● DATA SUPPLIED:
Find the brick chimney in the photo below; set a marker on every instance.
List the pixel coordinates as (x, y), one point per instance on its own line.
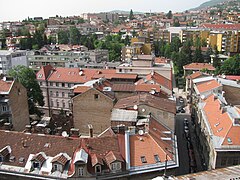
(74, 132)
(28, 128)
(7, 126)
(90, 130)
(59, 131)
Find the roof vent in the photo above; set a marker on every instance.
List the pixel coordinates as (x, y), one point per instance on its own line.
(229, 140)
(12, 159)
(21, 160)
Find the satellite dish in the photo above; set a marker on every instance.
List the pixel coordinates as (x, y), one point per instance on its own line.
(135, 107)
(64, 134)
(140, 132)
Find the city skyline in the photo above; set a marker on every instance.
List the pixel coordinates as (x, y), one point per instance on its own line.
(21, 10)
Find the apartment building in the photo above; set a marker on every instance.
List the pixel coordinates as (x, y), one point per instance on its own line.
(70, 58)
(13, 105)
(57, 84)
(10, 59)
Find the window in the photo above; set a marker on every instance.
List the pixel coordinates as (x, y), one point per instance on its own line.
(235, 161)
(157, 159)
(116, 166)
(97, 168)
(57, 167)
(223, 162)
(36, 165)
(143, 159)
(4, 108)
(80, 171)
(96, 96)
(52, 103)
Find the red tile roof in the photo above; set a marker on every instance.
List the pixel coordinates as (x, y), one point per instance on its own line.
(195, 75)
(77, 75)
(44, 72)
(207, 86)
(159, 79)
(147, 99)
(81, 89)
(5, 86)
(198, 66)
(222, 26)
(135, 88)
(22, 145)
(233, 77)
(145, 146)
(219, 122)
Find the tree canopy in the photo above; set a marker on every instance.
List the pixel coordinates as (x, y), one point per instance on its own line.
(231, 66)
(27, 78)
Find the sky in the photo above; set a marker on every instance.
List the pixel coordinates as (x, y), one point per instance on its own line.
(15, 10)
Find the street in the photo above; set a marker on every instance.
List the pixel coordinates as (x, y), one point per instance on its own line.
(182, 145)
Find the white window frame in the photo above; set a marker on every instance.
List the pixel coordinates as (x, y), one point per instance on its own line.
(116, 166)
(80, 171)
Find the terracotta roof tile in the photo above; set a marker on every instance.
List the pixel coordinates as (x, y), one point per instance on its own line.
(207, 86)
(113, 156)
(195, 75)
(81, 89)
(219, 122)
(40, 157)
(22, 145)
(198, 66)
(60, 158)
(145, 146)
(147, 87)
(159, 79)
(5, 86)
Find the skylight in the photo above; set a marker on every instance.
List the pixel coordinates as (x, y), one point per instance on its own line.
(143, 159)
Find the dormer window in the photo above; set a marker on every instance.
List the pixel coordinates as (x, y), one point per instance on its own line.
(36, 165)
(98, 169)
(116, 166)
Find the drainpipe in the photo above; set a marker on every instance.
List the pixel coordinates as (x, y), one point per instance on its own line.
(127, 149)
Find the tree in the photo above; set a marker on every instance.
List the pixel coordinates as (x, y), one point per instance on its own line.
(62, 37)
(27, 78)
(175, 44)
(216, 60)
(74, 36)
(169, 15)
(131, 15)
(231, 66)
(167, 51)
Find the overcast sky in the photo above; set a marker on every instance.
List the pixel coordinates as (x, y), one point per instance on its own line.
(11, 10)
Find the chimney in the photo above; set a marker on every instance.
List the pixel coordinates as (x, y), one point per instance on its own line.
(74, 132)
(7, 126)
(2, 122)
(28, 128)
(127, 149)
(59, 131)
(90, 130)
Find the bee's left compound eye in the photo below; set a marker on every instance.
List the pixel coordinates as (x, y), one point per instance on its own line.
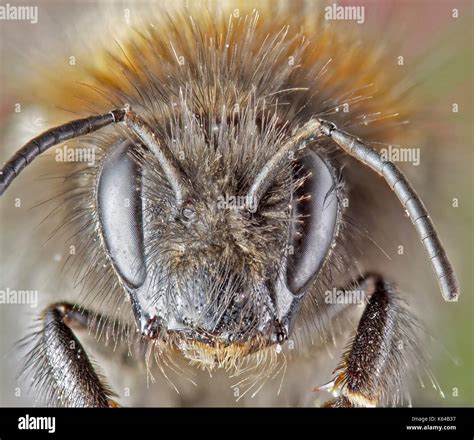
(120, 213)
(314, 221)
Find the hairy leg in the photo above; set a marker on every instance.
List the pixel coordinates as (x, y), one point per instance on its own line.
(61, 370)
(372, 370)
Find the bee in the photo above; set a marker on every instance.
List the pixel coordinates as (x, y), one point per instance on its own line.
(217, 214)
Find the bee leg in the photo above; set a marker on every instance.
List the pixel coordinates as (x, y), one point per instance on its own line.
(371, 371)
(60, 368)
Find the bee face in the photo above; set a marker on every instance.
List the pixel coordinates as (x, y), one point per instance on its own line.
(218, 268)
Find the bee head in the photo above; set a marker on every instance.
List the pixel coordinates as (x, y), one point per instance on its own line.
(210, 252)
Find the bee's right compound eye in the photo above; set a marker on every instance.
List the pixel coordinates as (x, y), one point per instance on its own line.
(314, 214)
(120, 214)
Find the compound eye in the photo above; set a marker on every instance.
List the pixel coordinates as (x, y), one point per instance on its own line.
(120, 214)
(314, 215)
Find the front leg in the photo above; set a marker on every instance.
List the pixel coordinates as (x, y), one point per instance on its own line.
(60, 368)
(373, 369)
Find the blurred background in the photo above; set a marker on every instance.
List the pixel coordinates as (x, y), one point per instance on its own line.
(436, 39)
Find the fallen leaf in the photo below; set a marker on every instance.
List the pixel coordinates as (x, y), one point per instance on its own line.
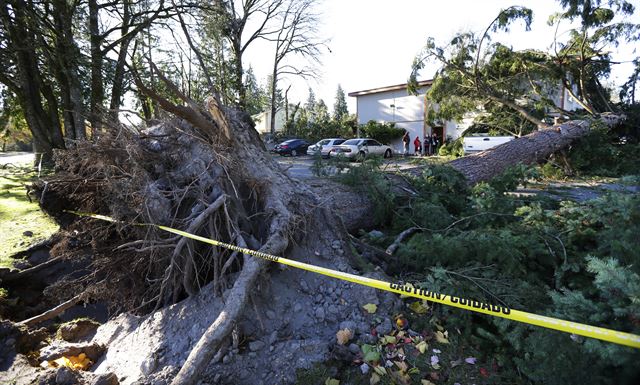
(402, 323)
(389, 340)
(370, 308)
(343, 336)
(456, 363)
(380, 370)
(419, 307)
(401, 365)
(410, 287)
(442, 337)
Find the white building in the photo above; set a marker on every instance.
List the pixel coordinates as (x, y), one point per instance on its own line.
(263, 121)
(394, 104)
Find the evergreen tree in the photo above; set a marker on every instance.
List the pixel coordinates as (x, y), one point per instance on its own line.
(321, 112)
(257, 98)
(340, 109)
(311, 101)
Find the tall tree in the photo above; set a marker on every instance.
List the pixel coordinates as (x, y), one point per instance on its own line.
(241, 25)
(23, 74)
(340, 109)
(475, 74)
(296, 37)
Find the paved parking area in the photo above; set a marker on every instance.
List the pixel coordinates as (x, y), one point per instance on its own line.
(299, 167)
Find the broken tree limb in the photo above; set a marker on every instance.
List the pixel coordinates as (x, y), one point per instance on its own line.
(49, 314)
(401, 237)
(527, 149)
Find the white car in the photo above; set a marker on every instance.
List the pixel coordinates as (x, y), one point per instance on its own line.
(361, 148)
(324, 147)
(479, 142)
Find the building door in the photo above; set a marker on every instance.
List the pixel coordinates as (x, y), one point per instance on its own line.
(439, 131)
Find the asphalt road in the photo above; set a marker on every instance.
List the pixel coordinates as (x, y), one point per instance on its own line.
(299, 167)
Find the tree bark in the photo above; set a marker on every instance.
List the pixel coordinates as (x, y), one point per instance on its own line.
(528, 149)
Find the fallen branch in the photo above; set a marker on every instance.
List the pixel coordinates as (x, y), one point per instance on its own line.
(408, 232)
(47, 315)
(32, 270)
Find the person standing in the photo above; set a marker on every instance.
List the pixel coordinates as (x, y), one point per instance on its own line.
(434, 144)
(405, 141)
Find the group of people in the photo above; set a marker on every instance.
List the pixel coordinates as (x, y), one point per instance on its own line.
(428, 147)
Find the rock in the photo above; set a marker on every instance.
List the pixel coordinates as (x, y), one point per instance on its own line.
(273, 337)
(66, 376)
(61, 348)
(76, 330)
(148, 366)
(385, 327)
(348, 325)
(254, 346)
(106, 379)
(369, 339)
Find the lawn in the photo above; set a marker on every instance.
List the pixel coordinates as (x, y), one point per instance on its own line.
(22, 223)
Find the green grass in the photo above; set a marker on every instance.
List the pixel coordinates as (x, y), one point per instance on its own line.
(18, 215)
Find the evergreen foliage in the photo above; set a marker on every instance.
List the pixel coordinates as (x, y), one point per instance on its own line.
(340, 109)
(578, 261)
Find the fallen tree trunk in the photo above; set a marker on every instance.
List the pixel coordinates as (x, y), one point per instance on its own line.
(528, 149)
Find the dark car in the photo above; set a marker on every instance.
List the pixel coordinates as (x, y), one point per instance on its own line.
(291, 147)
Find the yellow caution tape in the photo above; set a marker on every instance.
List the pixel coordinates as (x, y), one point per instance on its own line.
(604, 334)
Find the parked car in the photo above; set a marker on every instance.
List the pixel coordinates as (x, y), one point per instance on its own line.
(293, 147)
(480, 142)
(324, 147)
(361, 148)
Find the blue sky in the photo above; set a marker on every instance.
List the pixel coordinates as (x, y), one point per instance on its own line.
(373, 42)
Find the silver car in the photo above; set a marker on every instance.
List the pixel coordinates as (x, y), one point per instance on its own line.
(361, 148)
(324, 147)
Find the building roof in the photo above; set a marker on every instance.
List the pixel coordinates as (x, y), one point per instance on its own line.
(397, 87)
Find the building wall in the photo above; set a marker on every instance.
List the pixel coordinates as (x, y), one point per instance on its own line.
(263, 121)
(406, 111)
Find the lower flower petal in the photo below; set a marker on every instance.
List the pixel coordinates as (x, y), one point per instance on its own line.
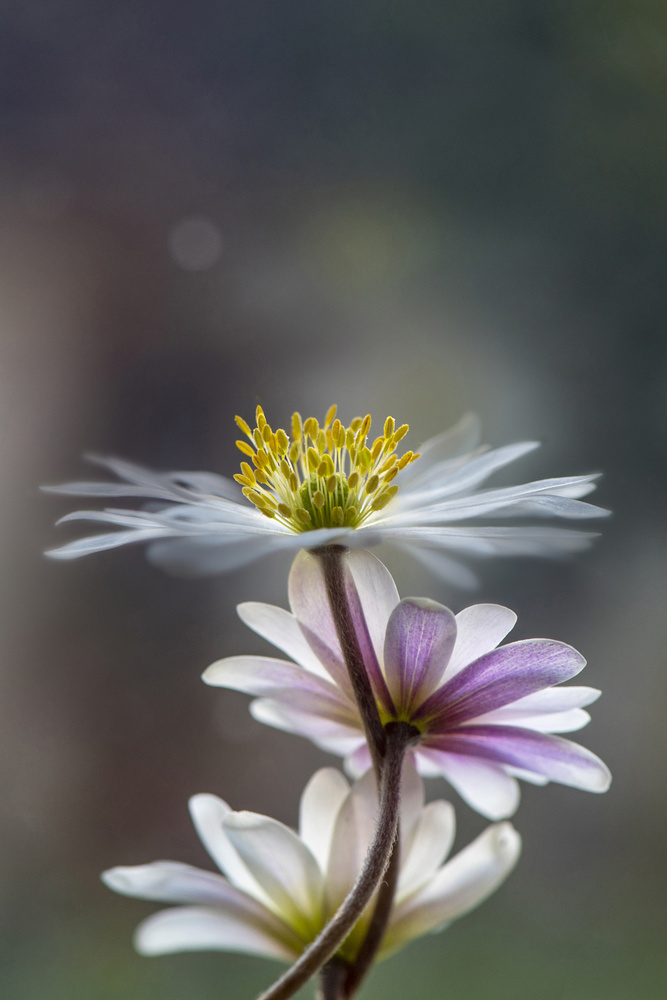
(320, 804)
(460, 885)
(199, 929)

● THE EXERCISE: Transcribe exactly the portion of the material above that runs from the line containing "Find the blue" through its last line, omitting all pictures.

● EXERCISE SOLUTION:
Find the blue sky in the photo above; set a marker on every instance.
List the pixel coordinates as (x, y), one point per instance on its own line.
(373, 42)
Find the silver car in the photo above; set a marker on every instance.
List the pixel coordinates as (x, y), one point per instance on its own line.
(361, 148)
(324, 147)
Find the building roof in the photo above; set a marker on every instance.
List the pixel coordinates as (x, y), one point per instance on its own line.
(397, 87)
Find the building wall in the photo above; set a marker on every instance.
List the pixel coordinates as (x, y), one point per instance on its own line.
(263, 121)
(406, 111)
Find the lower flower petal in the photo below; set a marker on every instance.
List the pixel coordinates as (x, y), one point per instance on its own line.
(320, 804)
(460, 885)
(199, 929)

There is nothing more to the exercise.